------ Data for processing ------
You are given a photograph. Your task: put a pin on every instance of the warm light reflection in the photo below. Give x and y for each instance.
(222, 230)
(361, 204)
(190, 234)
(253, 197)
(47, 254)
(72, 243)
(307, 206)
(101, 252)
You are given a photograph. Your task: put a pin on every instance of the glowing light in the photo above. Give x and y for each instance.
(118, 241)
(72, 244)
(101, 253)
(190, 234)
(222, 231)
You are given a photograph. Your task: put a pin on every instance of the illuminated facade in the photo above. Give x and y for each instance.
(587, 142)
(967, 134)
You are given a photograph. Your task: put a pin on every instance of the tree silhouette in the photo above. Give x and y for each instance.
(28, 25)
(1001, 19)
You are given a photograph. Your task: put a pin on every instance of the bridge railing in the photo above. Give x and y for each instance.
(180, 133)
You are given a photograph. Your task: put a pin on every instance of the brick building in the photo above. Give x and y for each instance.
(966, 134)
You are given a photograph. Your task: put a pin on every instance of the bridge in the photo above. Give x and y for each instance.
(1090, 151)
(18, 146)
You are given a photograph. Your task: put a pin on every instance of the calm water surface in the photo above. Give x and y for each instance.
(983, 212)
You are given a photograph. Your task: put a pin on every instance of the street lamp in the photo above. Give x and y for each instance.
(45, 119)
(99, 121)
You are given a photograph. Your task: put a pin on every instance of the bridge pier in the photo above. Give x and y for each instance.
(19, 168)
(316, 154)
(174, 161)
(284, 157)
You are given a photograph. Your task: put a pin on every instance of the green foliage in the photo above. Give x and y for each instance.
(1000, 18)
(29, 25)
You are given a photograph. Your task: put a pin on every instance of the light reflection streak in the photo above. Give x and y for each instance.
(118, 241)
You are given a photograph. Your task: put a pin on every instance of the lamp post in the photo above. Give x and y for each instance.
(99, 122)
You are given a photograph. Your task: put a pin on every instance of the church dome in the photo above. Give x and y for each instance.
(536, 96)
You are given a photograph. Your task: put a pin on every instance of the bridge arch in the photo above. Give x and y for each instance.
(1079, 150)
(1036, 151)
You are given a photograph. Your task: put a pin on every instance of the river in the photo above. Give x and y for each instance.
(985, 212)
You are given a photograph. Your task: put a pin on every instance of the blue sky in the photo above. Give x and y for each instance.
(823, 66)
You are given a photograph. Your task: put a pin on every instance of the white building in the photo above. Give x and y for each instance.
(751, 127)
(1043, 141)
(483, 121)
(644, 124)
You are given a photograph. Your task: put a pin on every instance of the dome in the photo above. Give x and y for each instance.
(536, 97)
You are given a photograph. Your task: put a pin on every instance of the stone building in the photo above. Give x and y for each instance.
------
Direction: Restate the data above word for word, please.

Task output:
You are given a photograph. Your task: put a pin on every instance of the warm light reflection in the photo below. Give x and y for each instance.
(222, 230)
(361, 204)
(190, 234)
(253, 197)
(47, 254)
(72, 243)
(307, 206)
(101, 252)
You are given a photograph. Your task: put a pin on every instance of the glowing light in the photo above. Give x and y for each instance.
(118, 241)
(72, 244)
(101, 253)
(190, 234)
(222, 231)
You are given a photograph. Your task: put a pin on every instance of the illuminated facade in the photo above. Give x and y for each instance.
(587, 142)
(967, 134)
You are given a photograph. Your task: put a pin on every instance of the tree silhouette in the photo above. Give x and y for each instance.
(28, 25)
(1001, 19)
You are given a photograph. Your task: put a pin on every instance of the bridge railing in the photo above. Give x and y for each instance.
(180, 133)
You are given a photograph. Your task: put a pin on every instance of the brick building in the photo above. Give x and y for each instance.
(966, 134)
You are given a photograph. Your task: put a pin on every instance of the bridge in the photo above. Give x and y for each instance.
(1090, 151)
(18, 146)
You are given a photograph. Your task: put a pin on every instance of the calm water surface in the photo above. Give x and y for each instance.
(983, 212)
You are given a photograph. Your task: put a pin on every instance of the street lamp in the photo above. Give x and y for each instance.
(45, 119)
(99, 121)
You are given a photograph. Your task: put a pin on every instance of the bridge pier in the photo above. Give x and y for each instance.
(19, 168)
(316, 154)
(174, 161)
(284, 157)
You are given a photograph. Your task: put a pin on every instance of the green foliage in the photo above. Give x and y for each instance.
(1000, 18)
(29, 25)
You are given a photograph. Your task: put a pin on every instance of the light reflection streak in the photo above. Give x and y for each instance.
(118, 241)
You are given a photograph. Your task: put a pin on every instance of the lamp post in the photo above. Give x and y for each instance.
(99, 122)
You are given a photograph. Your task: put a pin on every instance of the church dome in the photo above. Give x and y for each instance.
(536, 96)
You are given a photograph. Your task: put a pin on every instance of the bridge arch in the photo above. Give x and y for each instance.
(1079, 150)
(1036, 151)
You are given a photograph. Your task: put a pin on every instance of the river in the photo above. Give x and y for each instance.
(985, 212)
You are given a photograph. Your task: put a pin on every instance of the blue sky in the photo above. Give x and y for each instance.
(823, 66)
You are given a photograph. Your task: put a pin on every instance of the white building in the photo above. Give x and y for each instance.
(751, 127)
(1043, 141)
(483, 121)
(644, 124)
You are given a photograph. Your task: put a pin on every instance of the dome in the photo above. Give x and y for each instance.
(536, 97)
You are given a photograph. Your task: put a pin on every instance of the stone building in the photo above. Give x and y for each instance.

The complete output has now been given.